TEXT SEGMENT:

[Start of Attachment]

Hypertensive emergency — scenario-specific drug selection, target and timeframe

  1. GENERAL PRINCIPLE (applies to all emergencies except aortic dissection):

    • Reduce MAP by 10-20% in the first hour.
    • Then gradually reduce to ~160/100 mmHg over the next 2-6 hours.
    • Use a titratable IV infusion (labetalol, nicardipine, clevidipine) via arterial line.
    • Do NOT normalise BP in the first hour (risk of watershed infarction from dropping below the autoregulatory floor).[2]
  2. AORTIC DISSECTION — the exception (rapid + aggressive):

    • STEP 1 — BETA-BLOCKER FIRST (to reduce dP/dt — the propagating force on the flap). Esmolol (titrate to HR <60 bpm) or labetalol. Give this BEFORE any vasodilator.

[End of Attachment]

Rewrite the hypertensive emergency text from "Hypertensive emergency —" to "next 2-6 hours.", replacing "MAP" with "mean arterial pressure".

DATA BELOW:
[Start of Attachment]

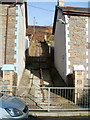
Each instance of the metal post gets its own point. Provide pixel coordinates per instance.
(48, 99)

[End of Attachment]

TASK OUTPUT:
Hypertensive emergency — scenario-specific drug selection, target and timeframe

  1. GENERAL PRINCIPLE (applies to all emergencies except aortic dissection):

    • Reduce mean arterial pressure by 10-20% in the first hour.
    • Then gradually reduce to ~160/100 mmHg over the next 2-6 hours.